In the study of Liu et al. [18], a clump mass was attached onto the mooring lines, which performs much better than the original mooring system. Simultaneously, they proposed a recommended configuration for their proposed mooring system. Specifically, the clump mass was set to be 7061.74 kg, which was 1/10 of mooring line total mass. The clump mass was attached onto the mooring line 0.3 L away from the fairlead with L as the total mooring line length. Figure 15a sketches the proposed mooring system with the clump mass. In this study, the clump mass is attached onto the developed mooring system, as can be seen in Figure 15c. As mentioned before, the mooring lines in the three-bifurcated mooring system have the same total mass as in the original one. Thus, the clump mass in this study is also 7061.74 kg. It should be noted that the total mooring line length in the three-bifurcated mooring system is L1 + L3; hence, the clump mass in this study should be attached onto the mooring line 0.3(L1 + L3) away from the fairlead (F1–3). To examine the performance of the three-bifurcated mooring system with the clump mass (labeled as M4), it is compared with the original mooring system (M0), mooring system with clump mass (labeled as P5), and three-bifurcated mooring system (M1). The wind and wave conditions are summarized in Table 2.

**What you will do**.
1 > Answer these questions using the mooring system passage above.
(a) What fraction of the total mooring line mass was the clump mass in the configuration recommended by Liu et al.?
(b) In this study, how far from the fairlead is the clump mass attached on the three-bifurcated mooring system?
(c) What label is given to the three-bifurcated mooring system with the clump mass?
2 > Decide whether each statement agrees with the mooring system passage above. Answer yes or no, and quote the words that settle it.
(a) The mooring lines in the three-bifurcated mooring system have a greater total mass than those in the original system.
(b) Liu et al. attached the clump mass 0.3 L away from the fairlead, with L as the total mooring line length.
(c) The original mooring system is labeled P5.
3 > Write a continuation of the mooring system passage above, starting after its final sentence.

**Extracted entries**.

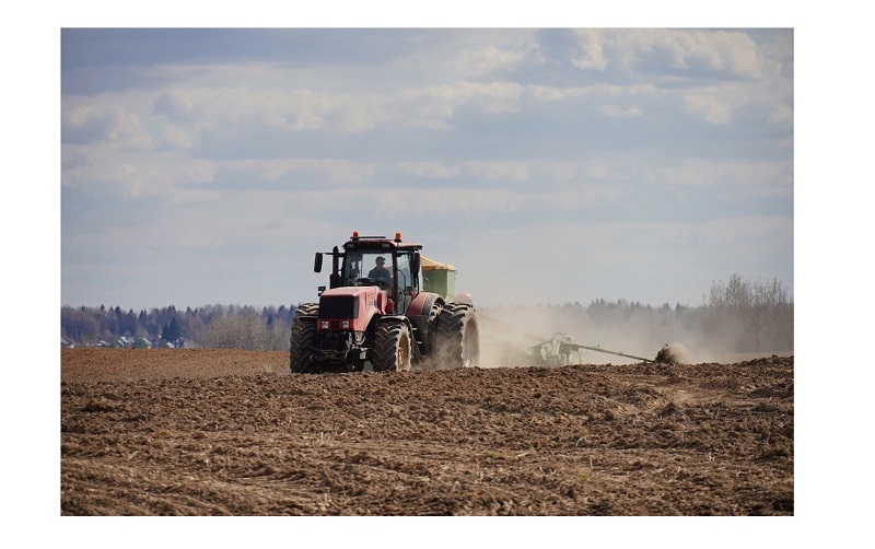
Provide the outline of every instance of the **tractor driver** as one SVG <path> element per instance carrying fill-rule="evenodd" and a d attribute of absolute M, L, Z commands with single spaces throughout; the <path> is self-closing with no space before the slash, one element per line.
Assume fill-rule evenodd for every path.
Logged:
<path fill-rule="evenodd" d="M 376 258 L 376 267 L 371 269 L 371 272 L 368 273 L 368 278 L 372 279 L 376 282 L 381 288 L 384 290 L 392 285 L 392 273 L 388 269 L 384 267 L 386 264 L 386 258 L 380 256 Z"/>

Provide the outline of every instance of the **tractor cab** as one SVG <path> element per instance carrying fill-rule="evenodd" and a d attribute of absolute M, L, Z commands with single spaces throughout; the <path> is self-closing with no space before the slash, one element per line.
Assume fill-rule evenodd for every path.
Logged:
<path fill-rule="evenodd" d="M 331 253 L 330 287 L 378 287 L 386 292 L 392 308 L 402 314 L 420 292 L 420 249 L 421 244 L 402 242 L 400 233 L 390 240 L 353 232 L 343 252 L 336 247 Z M 322 257 L 316 254 L 316 272 L 322 270 Z"/>

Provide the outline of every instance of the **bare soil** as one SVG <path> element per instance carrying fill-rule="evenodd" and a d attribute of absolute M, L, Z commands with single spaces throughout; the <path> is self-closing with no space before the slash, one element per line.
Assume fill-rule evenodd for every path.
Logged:
<path fill-rule="evenodd" d="M 793 515 L 793 357 L 291 374 L 61 351 L 62 515 Z"/>

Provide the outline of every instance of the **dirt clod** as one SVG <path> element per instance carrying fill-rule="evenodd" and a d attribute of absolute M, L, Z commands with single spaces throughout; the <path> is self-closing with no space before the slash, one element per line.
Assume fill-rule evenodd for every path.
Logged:
<path fill-rule="evenodd" d="M 306 375 L 63 350 L 61 514 L 792 515 L 793 379 L 792 357 Z"/>

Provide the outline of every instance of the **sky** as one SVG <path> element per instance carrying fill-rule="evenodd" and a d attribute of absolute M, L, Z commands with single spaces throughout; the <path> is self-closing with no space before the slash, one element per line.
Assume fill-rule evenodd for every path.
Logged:
<path fill-rule="evenodd" d="M 61 304 L 313 301 L 352 231 L 475 304 L 794 283 L 779 28 L 62 28 Z"/>
<path fill-rule="evenodd" d="M 16 509 L 57 516 L 60 366 L 39 328 L 57 294 L 135 311 L 310 301 L 326 281 L 314 253 L 358 230 L 421 242 L 478 304 L 696 305 L 735 272 L 781 280 L 802 305 L 805 521 L 766 534 L 865 523 L 862 505 L 817 509 L 859 484 L 822 448 L 865 455 L 854 418 L 871 412 L 864 4 L 28 4 L 0 33 L 5 295 L 27 315 L 3 331 L 31 338 L 10 364 L 56 364 L 4 385 L 7 417 L 33 412 L 13 437 L 48 433 L 8 456 L 39 469 L 19 476 Z M 843 528 L 815 528 L 826 517 Z"/>

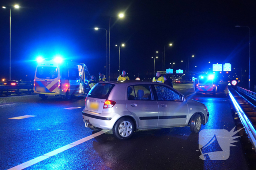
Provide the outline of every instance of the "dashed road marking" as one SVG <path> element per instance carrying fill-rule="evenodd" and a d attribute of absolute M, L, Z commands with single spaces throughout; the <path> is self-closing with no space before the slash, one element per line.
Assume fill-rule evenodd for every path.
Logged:
<path fill-rule="evenodd" d="M 64 108 L 63 109 L 68 109 L 69 110 L 72 110 L 73 109 L 76 109 L 76 108 L 81 108 L 81 107 L 69 107 L 68 108 Z"/>
<path fill-rule="evenodd" d="M 69 144 L 67 145 L 61 147 L 60 147 L 54 151 L 49 152 L 47 154 L 44 154 L 42 156 L 40 156 L 35 158 L 31 159 L 30 161 L 27 161 L 26 162 L 20 164 L 16 166 L 10 168 L 7 170 L 20 170 L 25 168 L 27 168 L 29 166 L 33 165 L 34 164 L 39 162 L 42 161 L 46 159 L 49 158 L 50 158 L 53 155 L 56 155 L 61 152 L 63 152 L 68 149 L 72 148 L 77 145 L 80 145 L 85 142 L 89 141 L 90 139 L 93 139 L 96 137 L 99 136 L 101 135 L 104 134 L 109 131 L 109 130 L 102 130 L 98 132 L 95 133 L 89 136 L 86 137 L 85 138 L 81 139 L 80 140 L 76 141 L 72 143 Z"/>
<path fill-rule="evenodd" d="M 12 104 L 2 104 L 0 105 L 0 106 L 7 106 L 7 105 L 11 105 L 12 104 L 16 104 L 16 103 L 12 103 Z"/>
<path fill-rule="evenodd" d="M 9 119 L 25 119 L 26 118 L 35 117 L 35 116 L 32 116 L 31 115 L 25 115 L 25 116 L 19 116 L 18 117 L 15 117 L 14 118 L 9 118 Z"/>

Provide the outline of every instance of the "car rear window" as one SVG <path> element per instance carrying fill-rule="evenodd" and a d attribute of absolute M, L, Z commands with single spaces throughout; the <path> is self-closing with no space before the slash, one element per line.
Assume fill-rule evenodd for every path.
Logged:
<path fill-rule="evenodd" d="M 199 79 L 199 83 L 202 84 L 212 84 L 213 81 L 212 80 L 208 80 L 207 79 Z"/>
<path fill-rule="evenodd" d="M 114 86 L 111 84 L 97 83 L 91 90 L 87 96 L 107 99 Z"/>
<path fill-rule="evenodd" d="M 56 67 L 38 67 L 37 77 L 39 79 L 55 79 L 58 77 L 58 68 Z"/>

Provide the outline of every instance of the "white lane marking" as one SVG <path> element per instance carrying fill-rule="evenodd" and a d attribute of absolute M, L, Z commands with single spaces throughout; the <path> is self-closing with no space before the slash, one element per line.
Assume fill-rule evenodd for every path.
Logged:
<path fill-rule="evenodd" d="M 68 108 L 64 108 L 63 109 L 68 109 L 69 110 L 72 110 L 73 109 L 75 109 L 76 108 L 81 108 L 81 107 L 69 107 Z"/>
<path fill-rule="evenodd" d="M 7 104 L 2 104 L 1 105 L 0 105 L 0 106 L 3 106 L 11 105 L 12 104 L 16 104 L 16 103 Z"/>
<path fill-rule="evenodd" d="M 189 94 L 189 95 L 187 95 L 186 96 L 187 96 L 187 97 L 188 97 L 189 96 L 190 96 L 191 95 L 192 95 L 192 94 L 195 94 L 196 93 L 196 92 L 194 92 L 194 93 L 192 93 L 192 94 Z"/>
<path fill-rule="evenodd" d="M 35 164 L 38 162 L 39 162 L 46 159 L 49 157 L 47 157 L 46 156 L 40 156 L 37 158 L 35 158 L 33 159 L 31 159 L 29 161 L 20 164 L 19 165 L 17 165 L 14 167 L 12 167 L 11 168 L 10 168 L 8 170 L 19 170 L 25 169 L 26 168 L 34 164 Z"/>
<path fill-rule="evenodd" d="M 60 147 L 54 151 L 49 152 L 47 154 L 43 155 L 42 156 L 40 156 L 35 158 L 33 159 L 30 161 L 27 161 L 26 162 L 20 164 L 16 166 L 12 167 L 7 170 L 21 170 L 25 168 L 27 168 L 29 166 L 33 165 L 34 164 L 39 162 L 43 160 L 46 159 L 48 158 L 50 158 L 51 157 L 56 155 L 61 152 L 63 152 L 68 149 L 72 148 L 77 145 L 80 145 L 85 142 L 89 141 L 90 139 L 93 139 L 96 137 L 102 135 L 106 132 L 109 131 L 110 130 L 102 130 L 98 132 L 95 133 L 94 134 L 91 135 L 89 136 L 86 137 L 82 139 L 79 139 L 70 144 L 61 147 Z"/>
<path fill-rule="evenodd" d="M 37 116 L 32 116 L 31 115 L 25 115 L 25 116 L 19 116 L 18 117 L 15 117 L 14 118 L 9 118 L 9 119 L 25 119 L 26 118 L 31 118 L 32 117 L 35 117 Z"/>

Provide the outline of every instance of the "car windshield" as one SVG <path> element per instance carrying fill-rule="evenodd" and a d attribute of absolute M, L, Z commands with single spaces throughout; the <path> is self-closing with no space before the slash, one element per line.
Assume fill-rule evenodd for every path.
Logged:
<path fill-rule="evenodd" d="M 98 83 L 93 86 L 87 96 L 107 99 L 114 86 L 114 84 L 108 83 Z"/>
<path fill-rule="evenodd" d="M 199 79 L 199 83 L 200 84 L 212 84 L 212 80 L 207 79 Z"/>
<path fill-rule="evenodd" d="M 55 79 L 58 77 L 58 68 L 56 67 L 38 67 L 37 77 L 39 79 Z"/>

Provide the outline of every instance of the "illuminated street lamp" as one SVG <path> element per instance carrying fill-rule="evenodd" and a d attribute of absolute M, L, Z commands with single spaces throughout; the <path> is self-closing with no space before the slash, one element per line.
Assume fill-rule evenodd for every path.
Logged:
<path fill-rule="evenodd" d="M 235 26 L 236 27 L 247 27 L 249 29 L 249 88 L 248 90 L 250 90 L 250 84 L 251 82 L 250 77 L 251 77 L 251 29 L 250 29 L 250 27 L 248 26 L 240 26 L 240 25 L 236 25 Z"/>
<path fill-rule="evenodd" d="M 155 59 L 158 58 L 158 57 L 157 56 L 155 57 L 151 57 L 152 58 L 154 58 L 154 75 L 155 74 Z"/>
<path fill-rule="evenodd" d="M 98 27 L 95 27 L 94 29 L 98 30 L 99 29 L 104 29 L 106 31 L 106 74 L 108 77 L 108 31 L 105 28 L 99 28 Z"/>
<path fill-rule="evenodd" d="M 175 64 L 175 63 L 170 63 L 170 64 L 172 64 L 172 69 L 173 69 L 173 64 Z"/>
<path fill-rule="evenodd" d="M 18 5 L 15 5 L 14 6 L 14 8 L 15 8 L 18 9 L 19 8 L 19 6 Z M 7 8 L 5 7 L 2 7 L 4 8 L 4 9 L 6 9 L 6 8 L 9 8 L 10 9 L 10 80 L 11 80 L 11 8 L 12 7 L 10 7 L 8 8 Z"/>
<path fill-rule="evenodd" d="M 165 70 L 165 46 L 172 46 L 173 44 L 169 44 L 163 46 L 163 70 Z"/>
<path fill-rule="evenodd" d="M 117 47 L 117 45 L 116 45 L 116 46 Z M 121 46 L 122 47 L 124 47 L 124 44 L 122 44 L 120 46 L 119 46 L 119 70 L 118 70 L 118 71 L 119 72 L 119 75 L 120 75 L 120 47 Z"/>
<path fill-rule="evenodd" d="M 109 81 L 110 81 L 110 28 L 111 26 L 111 19 L 112 17 L 116 17 L 117 16 L 120 18 L 122 18 L 124 16 L 124 15 L 123 13 L 121 13 L 118 16 L 115 15 L 114 16 L 111 16 L 109 17 Z"/>

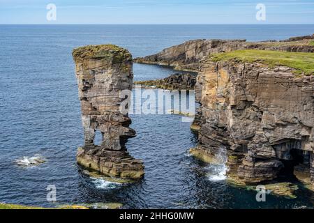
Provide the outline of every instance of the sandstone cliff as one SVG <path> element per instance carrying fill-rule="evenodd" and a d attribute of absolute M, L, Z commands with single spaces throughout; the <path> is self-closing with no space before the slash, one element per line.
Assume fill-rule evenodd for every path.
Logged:
<path fill-rule="evenodd" d="M 85 137 L 84 146 L 77 151 L 77 162 L 109 176 L 141 178 L 142 162 L 132 157 L 125 146 L 135 132 L 128 127 L 130 118 L 119 109 L 125 100 L 121 91 L 132 89 L 131 54 L 117 46 L 103 45 L 75 49 L 73 56 Z M 103 135 L 101 145 L 94 144 L 97 130 Z"/>
<path fill-rule="evenodd" d="M 197 72 L 199 62 L 205 56 L 237 49 L 269 49 L 287 52 L 314 52 L 312 36 L 292 38 L 283 41 L 246 42 L 245 40 L 194 40 L 163 49 L 162 52 L 135 61 L 171 66 L 177 70 Z"/>
<path fill-rule="evenodd" d="M 175 73 L 163 79 L 135 82 L 134 84 L 167 90 L 193 90 L 196 84 L 196 75 Z"/>
<path fill-rule="evenodd" d="M 298 171 L 314 180 L 314 54 L 281 54 L 238 51 L 201 63 L 200 144 L 192 153 L 215 160 L 226 150 L 238 182 Z"/>

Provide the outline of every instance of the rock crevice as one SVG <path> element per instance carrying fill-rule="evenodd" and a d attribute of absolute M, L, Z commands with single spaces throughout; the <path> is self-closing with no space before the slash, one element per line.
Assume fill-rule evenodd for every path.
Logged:
<path fill-rule="evenodd" d="M 126 100 L 121 92 L 132 89 L 131 54 L 117 46 L 103 45 L 75 49 L 73 56 L 84 134 L 77 162 L 109 176 L 142 177 L 143 162 L 132 157 L 125 146 L 135 131 L 129 128 L 130 118 L 120 111 Z M 102 134 L 100 145 L 94 144 L 96 131 Z"/>

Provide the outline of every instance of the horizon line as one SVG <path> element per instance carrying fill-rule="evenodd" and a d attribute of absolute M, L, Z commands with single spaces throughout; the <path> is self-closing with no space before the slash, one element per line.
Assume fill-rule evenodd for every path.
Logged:
<path fill-rule="evenodd" d="M 269 24 L 257 24 L 257 23 L 0 23 L 0 25 L 314 25 L 314 23 L 269 23 Z"/>

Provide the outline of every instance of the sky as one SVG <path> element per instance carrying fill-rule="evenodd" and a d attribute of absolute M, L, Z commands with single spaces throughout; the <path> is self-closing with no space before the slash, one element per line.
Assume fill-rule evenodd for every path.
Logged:
<path fill-rule="evenodd" d="M 314 0 L 0 0 L 0 24 L 314 24 Z"/>

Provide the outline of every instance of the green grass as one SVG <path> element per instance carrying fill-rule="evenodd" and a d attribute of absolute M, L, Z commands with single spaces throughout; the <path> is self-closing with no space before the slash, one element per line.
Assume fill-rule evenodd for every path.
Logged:
<path fill-rule="evenodd" d="M 235 59 L 246 63 L 260 62 L 270 67 L 283 66 L 293 68 L 297 74 L 314 75 L 314 53 L 246 49 L 214 54 L 209 56 L 213 61 Z"/>

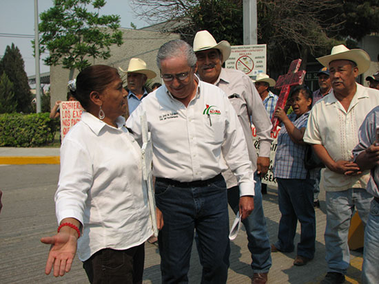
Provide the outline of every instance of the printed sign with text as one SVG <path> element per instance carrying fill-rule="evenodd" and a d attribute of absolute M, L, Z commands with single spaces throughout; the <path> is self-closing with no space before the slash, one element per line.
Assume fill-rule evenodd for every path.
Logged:
<path fill-rule="evenodd" d="M 79 102 L 62 102 L 59 104 L 61 138 L 63 140 L 68 131 L 80 121 L 84 109 Z"/>

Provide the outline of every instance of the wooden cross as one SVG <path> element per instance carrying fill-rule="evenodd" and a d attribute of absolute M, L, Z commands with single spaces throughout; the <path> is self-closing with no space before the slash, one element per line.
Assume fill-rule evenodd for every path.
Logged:
<path fill-rule="evenodd" d="M 158 236 L 158 227 L 156 226 L 156 212 L 155 207 L 155 197 L 153 187 L 153 179 L 152 173 L 152 165 L 153 160 L 153 149 L 152 144 L 152 135 L 147 129 L 146 113 L 141 116 L 141 126 L 142 129 L 142 173 L 143 182 L 147 189 L 147 201 L 150 210 L 150 219 L 152 221 L 154 235 Z"/>
<path fill-rule="evenodd" d="M 274 87 L 275 89 L 281 88 L 282 89 L 280 90 L 280 94 L 279 94 L 279 98 L 278 99 L 275 110 L 276 110 L 278 107 L 282 109 L 285 108 L 291 87 L 303 84 L 304 77 L 305 76 L 305 70 L 298 71 L 300 64 L 301 59 L 300 58 L 293 61 L 289 65 L 288 72 L 287 72 L 285 75 L 280 75 L 279 78 L 278 78 Z M 276 131 L 276 127 L 278 127 L 279 124 L 279 120 L 273 116 L 271 122 L 273 125 L 272 132 L 274 132 Z"/>

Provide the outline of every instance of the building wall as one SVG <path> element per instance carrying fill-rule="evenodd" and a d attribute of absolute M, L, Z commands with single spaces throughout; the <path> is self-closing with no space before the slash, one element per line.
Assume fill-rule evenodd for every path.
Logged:
<path fill-rule="evenodd" d="M 156 73 L 152 80 L 161 82 L 159 69 L 156 66 L 156 58 L 158 50 L 164 43 L 172 39 L 179 39 L 177 34 L 161 33 L 133 29 L 121 29 L 123 32 L 124 43 L 120 47 L 110 47 L 111 57 L 107 60 L 90 58 L 91 64 L 105 64 L 119 69 L 127 70 L 129 61 L 138 57 L 146 62 L 147 68 Z M 69 70 L 61 65 L 50 67 L 50 96 L 51 107 L 57 100 L 65 100 L 68 91 L 67 83 L 78 75 L 78 70 Z M 120 72 L 120 75 L 126 85 L 126 76 Z"/>
<path fill-rule="evenodd" d="M 379 34 L 373 34 L 365 36 L 359 43 L 359 46 L 369 54 L 371 59 L 370 68 L 362 76 L 363 85 L 369 87 L 369 82 L 365 80 L 366 77 L 379 71 Z"/>

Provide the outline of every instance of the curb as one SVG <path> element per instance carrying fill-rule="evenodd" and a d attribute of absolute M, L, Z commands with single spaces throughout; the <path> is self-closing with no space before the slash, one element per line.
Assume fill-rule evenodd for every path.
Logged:
<path fill-rule="evenodd" d="M 59 156 L 9 156 L 0 157 L 0 164 L 59 164 Z"/>

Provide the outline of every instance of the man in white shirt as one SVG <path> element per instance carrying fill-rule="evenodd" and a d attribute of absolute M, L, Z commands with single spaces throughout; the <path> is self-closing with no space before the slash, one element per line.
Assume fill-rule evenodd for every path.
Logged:
<path fill-rule="evenodd" d="M 266 229 L 266 221 L 262 206 L 260 179 L 269 165 L 272 124 L 262 100 L 251 79 L 243 72 L 225 69 L 221 65 L 230 54 L 230 45 L 226 41 L 217 43 L 206 30 L 198 32 L 194 40 L 194 51 L 197 57 L 198 74 L 200 78 L 221 88 L 227 95 L 241 124 L 247 143 L 249 157 L 254 170 L 254 210 L 243 224 L 246 228 L 252 254 L 253 283 L 265 283 L 272 265 L 271 248 Z M 259 157 L 254 145 L 252 122 L 259 138 Z M 223 173 L 227 186 L 227 199 L 230 207 L 236 214 L 238 211 L 239 193 L 235 177 L 230 171 Z"/>
<path fill-rule="evenodd" d="M 143 87 L 147 79 L 152 79 L 156 76 L 154 71 L 146 67 L 146 63 L 141 58 L 131 58 L 127 66 L 127 70 L 120 70 L 127 74 L 127 107 L 129 114 L 132 113 L 141 103 L 143 98 L 146 97 L 149 92 Z"/>
<path fill-rule="evenodd" d="M 379 105 L 379 91 L 356 83 L 369 69 L 370 58 L 362 50 L 345 45 L 317 60 L 329 67 L 332 91 L 311 110 L 304 141 L 313 144 L 327 168 L 326 260 L 328 272 L 321 283 L 342 283 L 349 263 L 347 235 L 354 208 L 366 224 L 372 195 L 366 190 L 369 177 L 353 162 L 351 151 L 367 114 Z"/>
<path fill-rule="evenodd" d="M 141 102 L 126 124 L 141 142 L 145 112 L 152 133 L 156 202 L 165 221 L 158 237 L 162 282 L 188 282 L 196 230 L 203 281 L 225 283 L 230 254 L 221 175 L 226 163 L 238 179 L 242 218 L 254 208 L 253 169 L 243 131 L 223 91 L 195 75 L 196 57 L 187 43 L 164 44 L 156 61 L 165 85 Z"/>

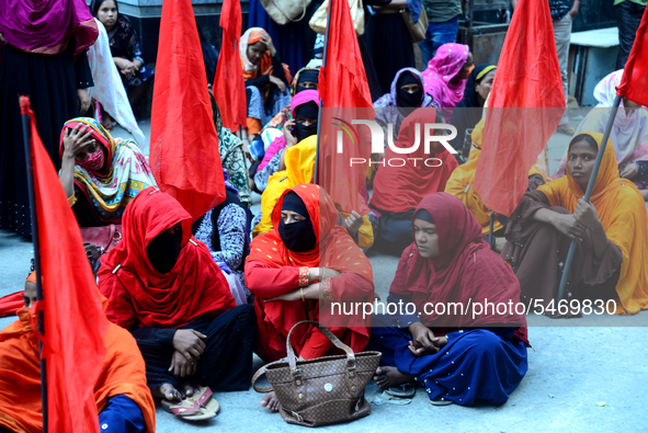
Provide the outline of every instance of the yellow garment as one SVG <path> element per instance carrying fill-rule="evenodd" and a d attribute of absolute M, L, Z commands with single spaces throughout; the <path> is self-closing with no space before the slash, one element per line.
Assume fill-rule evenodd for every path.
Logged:
<path fill-rule="evenodd" d="M 592 136 L 601 146 L 603 134 L 583 134 Z M 545 193 L 552 206 L 561 206 L 570 213 L 576 210 L 578 200 L 584 195 L 571 178 L 569 168 L 567 174 L 539 186 L 538 191 Z M 590 202 L 596 208 L 607 239 L 623 253 L 616 284 L 623 308 L 617 303 L 616 314 L 648 309 L 648 213 L 634 182 L 618 176 L 614 146 L 610 140 Z"/>
<path fill-rule="evenodd" d="M 284 152 L 286 169 L 277 171 L 268 180 L 268 187 L 261 195 L 261 221 L 252 230 L 252 237 L 272 231 L 272 209 L 284 191 L 302 183 L 312 183 L 317 135 L 303 139 Z"/>
<path fill-rule="evenodd" d="M 481 235 L 486 236 L 490 231 L 490 216 L 489 209 L 484 205 L 481 197 L 475 190 L 475 171 L 477 170 L 477 160 L 479 153 L 481 153 L 482 138 L 484 138 L 484 124 L 485 121 L 480 121 L 473 129 L 473 149 L 470 150 L 470 157 L 466 163 L 457 167 L 452 172 L 447 183 L 445 184 L 445 192 L 454 195 L 461 200 L 464 205 L 473 213 L 477 223 L 481 225 Z M 545 179 L 545 174 L 536 167 L 533 166 L 528 171 L 528 175 L 539 174 Z M 494 219 L 492 230 L 498 231 L 503 226 L 500 221 Z"/>

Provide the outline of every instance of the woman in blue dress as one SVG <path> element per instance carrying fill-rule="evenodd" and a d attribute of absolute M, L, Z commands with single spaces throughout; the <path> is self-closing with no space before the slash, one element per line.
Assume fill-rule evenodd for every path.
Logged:
<path fill-rule="evenodd" d="M 371 346 L 383 352 L 374 380 L 399 397 L 418 383 L 435 404 L 505 403 L 527 369 L 515 274 L 454 195 L 423 198 L 412 235 L 387 314 L 372 318 Z"/>

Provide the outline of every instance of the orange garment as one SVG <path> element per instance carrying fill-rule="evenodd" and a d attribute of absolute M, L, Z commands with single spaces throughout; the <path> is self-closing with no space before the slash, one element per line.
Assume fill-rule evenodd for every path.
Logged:
<path fill-rule="evenodd" d="M 18 316 L 19 320 L 0 331 L 0 426 L 16 433 L 42 432 L 38 340 L 32 332 L 29 309 L 22 308 Z M 156 407 L 135 339 L 111 323 L 103 344 L 106 354 L 94 386 L 96 411 L 103 410 L 109 398 L 124 395 L 139 407 L 147 431 L 154 433 Z M 69 379 L 73 381 L 73 377 Z"/>
<path fill-rule="evenodd" d="M 596 140 L 599 146 L 603 134 L 583 133 Z M 567 173 L 537 189 L 548 198 L 550 206 L 561 206 L 573 213 L 584 191 Z M 616 156 L 612 141 L 607 140 L 601 169 L 594 183 L 590 202 L 596 208 L 605 235 L 623 253 L 621 275 L 616 293 L 623 304 L 617 303 L 616 312 L 636 314 L 648 309 L 648 214 L 644 197 L 632 181 L 618 176 Z"/>
<path fill-rule="evenodd" d="M 480 121 L 473 129 L 473 149 L 470 150 L 470 157 L 468 161 L 452 172 L 447 183 L 445 184 L 445 192 L 454 195 L 461 200 L 464 205 L 473 213 L 477 223 L 481 226 L 481 235 L 488 235 L 490 232 L 490 215 L 489 209 L 486 207 L 479 193 L 475 189 L 475 170 L 477 169 L 477 161 L 481 153 L 482 139 L 484 139 L 484 121 Z M 545 174 L 536 167 L 533 166 L 528 175 L 539 174 L 545 179 Z M 492 230 L 498 231 L 502 229 L 502 224 L 496 218 L 492 225 Z"/>

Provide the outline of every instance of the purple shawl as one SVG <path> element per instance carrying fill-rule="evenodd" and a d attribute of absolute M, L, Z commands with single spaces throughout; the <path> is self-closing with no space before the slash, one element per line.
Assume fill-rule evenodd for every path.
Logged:
<path fill-rule="evenodd" d="M 1 0 L 0 33 L 11 46 L 27 53 L 62 53 L 76 38 L 75 56 L 99 37 L 84 0 Z"/>
<path fill-rule="evenodd" d="M 462 44 L 444 44 L 439 47 L 436 55 L 428 62 L 428 69 L 423 71 L 425 93 L 439 103 L 444 116 L 446 112 L 452 114 L 452 109 L 464 98 L 464 90 L 468 79 L 458 80 L 452 84 L 452 80 L 464 67 L 468 59 L 469 48 Z M 447 117 L 450 119 L 450 117 Z"/>

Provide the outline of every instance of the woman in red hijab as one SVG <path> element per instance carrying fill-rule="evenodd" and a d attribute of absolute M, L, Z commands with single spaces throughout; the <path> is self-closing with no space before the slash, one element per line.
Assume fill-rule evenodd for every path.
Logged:
<path fill-rule="evenodd" d="M 459 166 L 437 141 L 432 141 L 430 153 L 425 153 L 423 125 L 435 123 L 436 118 L 435 109 L 416 110 L 402 121 L 394 146 L 411 148 L 419 135 L 418 149 L 411 153 L 397 153 L 389 147 L 385 149 L 384 166 L 379 166 L 376 172 L 370 203 L 379 216 L 374 246 L 382 252 L 399 255 L 412 243 L 411 219 L 417 205 L 428 194 L 445 190 L 450 175 Z M 440 135 L 441 132 L 433 130 L 432 134 Z"/>
<path fill-rule="evenodd" d="M 263 361 L 286 356 L 288 331 L 302 320 L 321 322 L 354 352 L 366 346 L 370 318 L 362 311 L 345 315 L 340 306 L 373 301 L 372 265 L 346 230 L 336 225 L 337 217 L 325 190 L 299 184 L 286 190 L 274 206 L 274 229 L 250 244 L 246 282 L 255 295 L 257 353 Z M 302 360 L 336 351 L 312 326 L 296 328 L 292 343 Z M 261 404 L 278 410 L 273 392 Z"/>
<path fill-rule="evenodd" d="M 209 250 L 191 236 L 189 213 L 151 186 L 122 220 L 124 239 L 102 257 L 99 288 L 109 320 L 135 337 L 154 396 L 181 400 L 195 385 L 248 389 L 252 306 L 235 307 Z"/>
<path fill-rule="evenodd" d="M 423 198 L 411 227 L 414 242 L 400 258 L 387 299 L 396 304 L 387 311 L 396 314 L 372 318 L 371 346 L 383 352 L 384 364 L 376 384 L 411 397 L 416 380 L 436 404 L 505 403 L 527 369 L 515 274 L 454 195 Z"/>

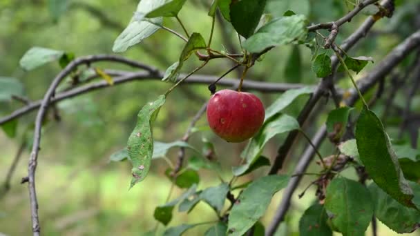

**Results by task**.
1 >
(a) 1/10 of the total mooring line mass (7061.74 kg).
(b) 0.3(L1 + L3) away from the fairlead (F1–3).
(c) M4.

2 >
(a) No: "the mooring lines in the three-bifurcated mooring system have the same total mass as in the original one."
(b) Yes: "The clump mass was attached onto the mooring line 0.3 L away from the fairlead with L as the total mooring line length."
(c) No: "the original mooring system (M0), mooring system with clump mass (labeled as P5)"

3 >
5.2. Results and Discussions

5.2.1. Regular Waves

Figure 16 shows the wind turbine surge movements with different mooring systems (M0, P5, M1, and M4) when under regular waves (C1–3). From Figure 16, it can be directly observed that the wind turbine surge drifts with M0 are always larger than those with P5, M1, and M4 when under regular waves. The surge drift with M1 is slightly larger than that with P5; hence, it can be inferred that increasing the total mooring line length could be more effective in wind turbine vibration controlling compared with optimizing the connection way of mooring lines. After attaching the clump mass in M1, M4 performs better than M1, implying that attaching a clump mass in the developed three-bifurcated mooring system can further improve its resistance ability. The surge drifts with M1 and M4 are approximately 8.7 m and 7.7 m, respectively. M4 further reduces 11.5% the wind turbine surge drift compared with M1. Besides, Figure 16 indicates that the surge movement oscillation amplitudes are almost at the same level. Hence, it can be inferred that P5, M1, and M4 can effectively reduce the wind impact on the wind turbine surge movement, while the wave impact can hardly be reduced by them. This supports the conclusion drawn in Section 4.2.1 again.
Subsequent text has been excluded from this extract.